## KUTIPAN TEKS:
⁂

Saya sangat kagum dengan sertifikasi khatib yang diterapkan di Kota Batam Provinsi Kepulauan Riau. Di sana khatib-khatib jumát diharuskan untuk memiliki sertifikat yang akan menentukan dimana ia boleh berkhutbah dan berapa honorariumnya. Ada tiga tipologi khatib, yaitu khatib desa, khatib kecamatan dan khatib Kotamadya. Masing-masing tingkatan akan diberikan honorium yang sama dan ditransfer ke rekening khatib tersebut.
Sertifikasi khatib sendiri dilakukan oleh MUI dan ormas Islam. Adapun pemerintah hanya memfasilitasi dan memayungi dengan regulasi. Kebijakan ini secara tidak langsung mendorong partisipasi publik dalam pembangunan, khususnya bidang agama. Hal ini menegaskan bahwa keberpihakan terhadap agama tidak harus secara simbolik, akan tetapi terukur, sistematis dan berdampak secara sosial.

⁂

## DATA HASIL EKSTRAKSI:
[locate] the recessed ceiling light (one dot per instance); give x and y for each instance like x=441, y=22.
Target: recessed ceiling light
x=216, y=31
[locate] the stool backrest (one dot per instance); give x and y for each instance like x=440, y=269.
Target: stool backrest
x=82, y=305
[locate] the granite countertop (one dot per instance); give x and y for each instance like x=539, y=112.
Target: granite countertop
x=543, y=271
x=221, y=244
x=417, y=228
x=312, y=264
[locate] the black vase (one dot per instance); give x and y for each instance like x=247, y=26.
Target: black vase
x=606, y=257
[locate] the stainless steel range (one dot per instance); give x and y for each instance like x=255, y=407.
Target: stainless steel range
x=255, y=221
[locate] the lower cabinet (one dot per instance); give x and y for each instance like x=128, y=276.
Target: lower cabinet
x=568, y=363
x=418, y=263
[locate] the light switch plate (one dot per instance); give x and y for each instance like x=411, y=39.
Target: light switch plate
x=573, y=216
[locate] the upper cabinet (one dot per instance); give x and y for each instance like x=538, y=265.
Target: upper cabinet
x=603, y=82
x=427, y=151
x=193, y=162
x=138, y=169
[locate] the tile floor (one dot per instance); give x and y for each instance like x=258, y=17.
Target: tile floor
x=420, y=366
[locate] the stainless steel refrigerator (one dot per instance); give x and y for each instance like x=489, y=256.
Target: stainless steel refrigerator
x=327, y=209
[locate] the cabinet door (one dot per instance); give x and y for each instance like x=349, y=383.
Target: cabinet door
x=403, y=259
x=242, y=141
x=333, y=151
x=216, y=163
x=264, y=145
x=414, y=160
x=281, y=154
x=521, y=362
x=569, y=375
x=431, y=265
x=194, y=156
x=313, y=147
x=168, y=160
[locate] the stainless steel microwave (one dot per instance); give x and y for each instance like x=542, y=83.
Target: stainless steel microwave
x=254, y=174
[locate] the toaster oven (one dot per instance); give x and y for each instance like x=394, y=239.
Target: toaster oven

⁂

## PERMINTAAN TERTULIS:
Tolong sambung teks tentang sertifikasi khatib di Kota Batam mulai dari titik terakhirnya. Data di atas tidak diperlukan.

## JAWABAN:
Kota Batam adalah gambaran kecil tentang arti kebijakan publik. Sebuah kebijakan yang dikeluarkan pemerintah daerah telah mendorong partisipasi publik yang sangat luas. Kebijakan ini telah menarik masyarakat agama, dalam hal ini MUI, Ormas Islam dan para pelaku dakwah, untuk berpartisipasi dalam pembangunan, khususnya melalui bahasa agama. Dalam konteks ini, sebuah kebijakan publik akan dilihat sejauhmana berdampak dan mendorong partisipasi publik yang lebih luas.
Hal ini menjadi autokritik kita terhadap politisasi agama yang “kerap” muncul dalam momentum even perpolitikan. Bagi mereka yang meyakini politik sebagai program jangka pendek untuk meraih kekuasaan, maka jargon dan simbolik dipilih untuk membangun citra kesalehan. Sebaliknya, politik yang dimaknai sebagai spirit menciptakan kebijakan yang berkesinambungan dan berdampak bagi umat beragama, maka akan lahir kebijakan-kebijakan yang dapat memayungi partisipasi publik dalam pembangunan.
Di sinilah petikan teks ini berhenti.